[Image entries on named regions]
[Start]
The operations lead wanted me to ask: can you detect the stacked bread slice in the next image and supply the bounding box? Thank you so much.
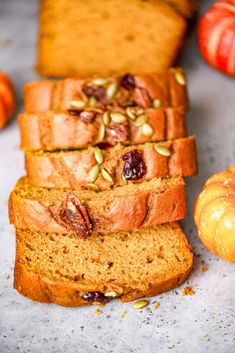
[9,68,197,306]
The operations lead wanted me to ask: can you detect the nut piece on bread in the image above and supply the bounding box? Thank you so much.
[25,136,198,191]
[24,67,188,113]
[37,0,187,77]
[14,223,193,306]
[18,107,187,151]
[9,177,186,237]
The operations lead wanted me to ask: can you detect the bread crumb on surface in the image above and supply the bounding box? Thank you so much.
[94,309,102,316]
[182,286,195,297]
[152,303,160,310]
[202,265,208,272]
[End]
• Problem statement:
Repeat the lines above, swapping each "operations lead" for "project manager" and keeping everything else the same. Leave out the picture.

• Task answer:
The project manager wanted me to ask: can you detect the stacked bread slice in the next image and supply the bounding box? Thank you so much.
[9,68,197,306]
The project manager wanted me to ask: can you detect the nut piece on bread in the image above and supply the bounding box? Thank you so much.
[25,136,198,191]
[24,67,188,113]
[37,0,187,77]
[14,223,193,306]
[18,107,187,151]
[9,177,186,237]
The project manager wanted me to ask: can you detect the bread crumb on surface in the image above and supply the bounding box? Thank you so much.
[94,309,102,316]
[182,286,195,297]
[152,303,160,310]
[202,265,208,272]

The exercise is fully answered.